10 words used only in Irish English

God forgive me, I’ve written a listicle. Below are ten words and usages in Irish English (or Hiberno-English*) that you mightn’t be familiar with unless you’re a Sentence first veteran, a dialect scholar, or of course Irish, or Irishish.

Some were borrowed from Irish and became part of Irish English. Others are English words with meanings peculiar (or mostly so) to Ireland. What follows is just a summary, but each word links to a post I’ve written with more detail, notes on pronunciation, examples from literature and real life, and so on.

1. Smacht is a noun loaned from Irish meaning control, discipline, or order. You might put smacht on something or someone, like an untidy room or an unruly team.

2. Moryah has various spellings all based on the Irish phrase mar dhea. It’s an ironic or sceptical interjection used to cast doubt or mild derision on an assertion.

3. Give out in Ireland commonly means to scold or complain: You can give out to someone, or just give out. It’s often intensified in different ways, e.g. He was giving out stink to them.

4. Asthore again comes from Irish: a stór is a term of endearment literally meaning treasure in the vocative case.

5. Hames means mess, and is usually used in the phrase make a hames of something. There’s an implication that the mess arose through carelessness or ineptitude.

6. Cat is used as an adjective in Ireland to mean awful or terrible. All sorts of things – from bad weather to the state of the country – might be described as cat. I realised only recently how weird this is.

7. Yoke is a very handy yoke altogether. It’s a placeholder word, used informally to refer to an unspecified object or indescribable person. It can also be a root in more elaborate placeholders such as yokeamabob.

8. Thick in Irish English can mean angry – either stubborn and sullen or belligerent and argumentative. It’s often intensified by fierce or pure (“very”): She got pure thick with me.

9. and 10. Acushla machree, another poetic term of endearment, is anglicised from the Irish a cuisle mo chroí “pulse [or beat] of my heart”. You see it more in old texts and songs than contemporary usage.

Obviously some of these are current in Irish, not just Irish English. And words should be usages. But a listicle header is no place for nuance.

Update: In a follow-up post, ‘12 words peculiar to Irish English‘, I look at plámás, sleeveen, amn’t, notions, fooster, bulling, oxter, fierce, till, feck, cnáimhseáil, and the after perfect.


* Some scholars distinguish between these terms. I’ll write about that another time.


68 Responses to 10 words used only in Irish English

  1. ksfinblog says:

    Good post! need more time to digest it though….

  2. Claire Stokes says:


  3. The Beer Nut says:

    In the North we give off rather than giving out.

  4. alexmccrae1546 says:

    @Stan… I’d surmise that some Irish folk would also use the word “thick”, as we do on this side of the briny, to describe someone who was a tad dim-witted, or metaphorically speaking, playing w/ a few cards short of a full deck?

    Your Irish-English definition of “thick” is a new one for me. Thanks for that, and all the others on your “listicle”… another ‘new one’ on me, as well… a clever portmanteau of “list” and “article”.

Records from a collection
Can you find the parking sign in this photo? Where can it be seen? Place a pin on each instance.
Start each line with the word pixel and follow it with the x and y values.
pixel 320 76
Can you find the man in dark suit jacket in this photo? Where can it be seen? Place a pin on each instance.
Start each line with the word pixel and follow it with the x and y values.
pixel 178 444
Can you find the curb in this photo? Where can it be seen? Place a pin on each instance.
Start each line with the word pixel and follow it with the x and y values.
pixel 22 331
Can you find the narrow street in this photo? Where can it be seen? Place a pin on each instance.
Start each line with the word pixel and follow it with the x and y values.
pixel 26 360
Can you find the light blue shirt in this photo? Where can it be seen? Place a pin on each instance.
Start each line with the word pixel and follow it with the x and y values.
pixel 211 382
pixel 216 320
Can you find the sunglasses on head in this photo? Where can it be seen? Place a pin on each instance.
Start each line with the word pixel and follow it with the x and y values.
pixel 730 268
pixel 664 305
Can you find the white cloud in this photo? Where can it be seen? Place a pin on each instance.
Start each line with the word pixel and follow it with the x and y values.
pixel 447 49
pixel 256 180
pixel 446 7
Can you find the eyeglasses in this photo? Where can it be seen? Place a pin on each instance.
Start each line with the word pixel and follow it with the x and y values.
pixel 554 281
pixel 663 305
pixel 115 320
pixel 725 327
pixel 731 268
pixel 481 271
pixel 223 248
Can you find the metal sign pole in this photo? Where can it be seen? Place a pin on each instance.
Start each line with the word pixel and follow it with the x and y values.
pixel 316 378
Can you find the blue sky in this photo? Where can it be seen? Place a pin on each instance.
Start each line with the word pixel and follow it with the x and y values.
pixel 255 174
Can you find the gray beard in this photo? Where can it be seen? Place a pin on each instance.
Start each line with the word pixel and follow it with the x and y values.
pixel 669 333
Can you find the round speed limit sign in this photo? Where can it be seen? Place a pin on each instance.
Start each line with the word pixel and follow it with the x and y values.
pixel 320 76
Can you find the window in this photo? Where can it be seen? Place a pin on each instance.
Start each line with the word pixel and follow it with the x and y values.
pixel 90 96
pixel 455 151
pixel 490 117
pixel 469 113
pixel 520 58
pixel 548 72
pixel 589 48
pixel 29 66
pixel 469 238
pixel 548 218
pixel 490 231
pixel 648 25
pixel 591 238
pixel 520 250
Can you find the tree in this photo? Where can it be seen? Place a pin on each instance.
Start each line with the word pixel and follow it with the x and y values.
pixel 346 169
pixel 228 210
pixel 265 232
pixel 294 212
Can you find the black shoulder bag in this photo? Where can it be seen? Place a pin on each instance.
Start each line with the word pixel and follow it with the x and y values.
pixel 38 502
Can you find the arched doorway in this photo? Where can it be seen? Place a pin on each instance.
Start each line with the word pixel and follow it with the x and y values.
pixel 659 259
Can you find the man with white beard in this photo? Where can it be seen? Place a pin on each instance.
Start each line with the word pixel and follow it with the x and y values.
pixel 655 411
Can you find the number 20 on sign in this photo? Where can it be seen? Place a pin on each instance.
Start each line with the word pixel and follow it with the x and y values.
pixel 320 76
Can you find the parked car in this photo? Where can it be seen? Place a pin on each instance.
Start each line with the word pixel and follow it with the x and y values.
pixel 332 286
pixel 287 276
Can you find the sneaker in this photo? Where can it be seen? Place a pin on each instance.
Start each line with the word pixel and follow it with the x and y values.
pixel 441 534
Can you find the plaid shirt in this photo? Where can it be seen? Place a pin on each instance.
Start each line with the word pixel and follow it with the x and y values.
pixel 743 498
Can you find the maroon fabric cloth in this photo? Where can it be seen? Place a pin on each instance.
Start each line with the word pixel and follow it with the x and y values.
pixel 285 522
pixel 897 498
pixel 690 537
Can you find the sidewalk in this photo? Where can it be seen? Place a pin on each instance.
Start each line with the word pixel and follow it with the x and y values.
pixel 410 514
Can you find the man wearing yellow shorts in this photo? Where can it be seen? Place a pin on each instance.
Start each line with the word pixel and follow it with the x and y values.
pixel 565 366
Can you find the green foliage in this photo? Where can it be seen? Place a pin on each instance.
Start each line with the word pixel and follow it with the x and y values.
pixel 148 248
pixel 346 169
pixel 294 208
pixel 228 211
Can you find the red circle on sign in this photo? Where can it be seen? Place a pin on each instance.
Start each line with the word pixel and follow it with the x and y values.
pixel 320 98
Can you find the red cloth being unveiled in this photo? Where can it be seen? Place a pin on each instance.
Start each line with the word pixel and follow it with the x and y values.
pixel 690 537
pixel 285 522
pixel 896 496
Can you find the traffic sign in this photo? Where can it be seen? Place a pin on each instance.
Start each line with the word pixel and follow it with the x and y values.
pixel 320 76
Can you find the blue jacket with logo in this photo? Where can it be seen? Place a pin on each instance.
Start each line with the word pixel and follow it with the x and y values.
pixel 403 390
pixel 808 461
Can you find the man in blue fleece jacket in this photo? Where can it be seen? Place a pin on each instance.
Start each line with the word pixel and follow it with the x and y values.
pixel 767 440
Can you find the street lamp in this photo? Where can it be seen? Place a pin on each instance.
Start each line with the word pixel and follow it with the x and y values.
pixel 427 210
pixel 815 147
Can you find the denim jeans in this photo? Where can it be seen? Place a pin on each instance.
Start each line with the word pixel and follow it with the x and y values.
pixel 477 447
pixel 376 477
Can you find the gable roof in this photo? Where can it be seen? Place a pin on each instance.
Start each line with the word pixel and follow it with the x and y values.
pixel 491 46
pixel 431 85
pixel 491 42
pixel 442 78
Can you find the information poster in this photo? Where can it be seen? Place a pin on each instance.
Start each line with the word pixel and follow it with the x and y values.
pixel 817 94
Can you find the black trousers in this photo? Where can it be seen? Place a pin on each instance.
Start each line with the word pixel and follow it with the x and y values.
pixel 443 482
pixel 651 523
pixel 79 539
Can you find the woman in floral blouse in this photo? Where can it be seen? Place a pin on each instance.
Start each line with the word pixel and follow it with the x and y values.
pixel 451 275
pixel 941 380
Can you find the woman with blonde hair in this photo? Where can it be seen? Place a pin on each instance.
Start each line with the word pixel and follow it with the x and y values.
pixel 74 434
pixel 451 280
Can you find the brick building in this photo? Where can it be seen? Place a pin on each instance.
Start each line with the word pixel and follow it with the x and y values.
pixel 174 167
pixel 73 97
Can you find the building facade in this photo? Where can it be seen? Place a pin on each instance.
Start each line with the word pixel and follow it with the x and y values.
==
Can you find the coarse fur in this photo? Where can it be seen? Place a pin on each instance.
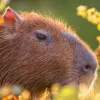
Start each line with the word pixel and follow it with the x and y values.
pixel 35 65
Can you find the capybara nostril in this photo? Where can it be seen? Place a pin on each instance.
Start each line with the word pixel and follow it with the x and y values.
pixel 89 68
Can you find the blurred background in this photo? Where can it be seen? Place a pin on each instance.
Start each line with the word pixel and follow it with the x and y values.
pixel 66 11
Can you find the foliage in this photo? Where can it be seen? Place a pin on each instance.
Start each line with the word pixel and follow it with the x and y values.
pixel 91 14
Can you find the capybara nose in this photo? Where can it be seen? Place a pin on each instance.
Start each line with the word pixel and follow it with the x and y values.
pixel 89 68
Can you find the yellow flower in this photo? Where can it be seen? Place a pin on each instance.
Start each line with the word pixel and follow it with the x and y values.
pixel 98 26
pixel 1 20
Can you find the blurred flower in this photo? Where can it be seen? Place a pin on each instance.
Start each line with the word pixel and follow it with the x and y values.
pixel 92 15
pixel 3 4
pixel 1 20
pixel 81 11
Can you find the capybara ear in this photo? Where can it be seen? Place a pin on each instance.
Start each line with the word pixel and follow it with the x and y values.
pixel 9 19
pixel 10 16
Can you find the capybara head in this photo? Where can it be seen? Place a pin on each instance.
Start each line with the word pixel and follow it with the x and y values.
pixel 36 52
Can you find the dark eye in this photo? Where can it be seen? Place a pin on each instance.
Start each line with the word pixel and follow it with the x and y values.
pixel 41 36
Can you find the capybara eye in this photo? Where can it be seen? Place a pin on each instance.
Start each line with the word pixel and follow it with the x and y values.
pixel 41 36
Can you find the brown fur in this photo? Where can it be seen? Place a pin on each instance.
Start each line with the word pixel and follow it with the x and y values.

**Instructions**
1. Put the lines of the records into a numbered list, from the line with "Can you find the number" up to and including the line with "pixel 896 496", leaving out any blank lines.
2. Continue the post on words used in Irish English from its last sentence.

**Replies**
1.
1. Can you find the number 20 on sign in this photo? Where can it be seen? Place a pin on each instance.
2. Start each line with the word pixel and follow it with the x and y values.
3. pixel 320 76
4. Can you find the parked car in this photo? Where can it be seen? Place a pin on each instance.
5. Start each line with the word pixel and follow it with the x and y values.
6. pixel 332 286
7. pixel 287 276
8. Can you find the sneaker in this photo? Where can it be seen? Place a pin on each instance.
9. Start each line with the word pixel and follow it with the x and y values.
10. pixel 441 534
11. Can you find the plaid shirt in this photo? Where can it be seen? Place a pin on each instance.
12. Start each line with the word pixel and follow it with the x and y values.
13. pixel 743 498
14. Can you find the maroon fabric cloth in this photo? Where can it be seen? Place a pin on each instance.
15. Start each line with the word pixel and follow it with the x and y values.
16. pixel 285 522
17. pixel 897 498
18. pixel 690 537
19. Can you find the sidewalk in this photo? Where can it be seen? Place a pin on each instance.
20. Start each line with the word pixel and follow it with the x and y values.
21. pixel 410 514
22. Can you find the man wearing yellow shorts in this photo? Where can it be seen? Place a pin on each instance.
23. Start each line with the word pixel and follow it with the x and y values.
24. pixel 565 366
25. Can you find the green foliage in this photo? Where can it be seen? Place a pin on each instance.
26. Start each line with the word pixel and follow it with the x and y values.
27. pixel 148 248
28. pixel 346 169
29. pixel 294 208
30. pixel 228 211
31. Can you find the red circle on sign in this photo? Where can it be seen? Place a pin on each instance.
32. Start each line with the word pixel and follow it with the x and y values.
33. pixel 320 98
34. Can you find the red cloth being unveiled in this photo? Where can it be seen? Place a pin on each instance.
35. Start each line with the word pixel and follow it with the x and y values.
36. pixel 690 537
37. pixel 285 522
38. pixel 896 496

2.
    • I had the same response to “thick” — I kept waiting for the mention of dim-witted… Is it ever used in that way in Irish English? (A few sandwiches short of a picnic?)

      • lynn sheehy says:

        Ya we’d use “thick” in a stupid sense too …. but not in the same way. If you said “he was thick” you’d mean stupid. If you said “he got thick with me” or “he was being thick” you’d mean the “being difficult” sense of the word.

  5. seajay23 says:

    Being, as I am, married to a Dubliner I have learnt a few of these words, and some, such as hames, have entered my vocabulary. Others that I have found useful are ‘plamas’, ‘grand’ and ‘your man’. However, I have never become comfortable with the Irish use of cute, and I cause some confusion when I call a sweet child ‘cute’.
    Conversly, after nearly 30 years in the country my ‘missus’ still struggles with some of the complexities of Australian-English.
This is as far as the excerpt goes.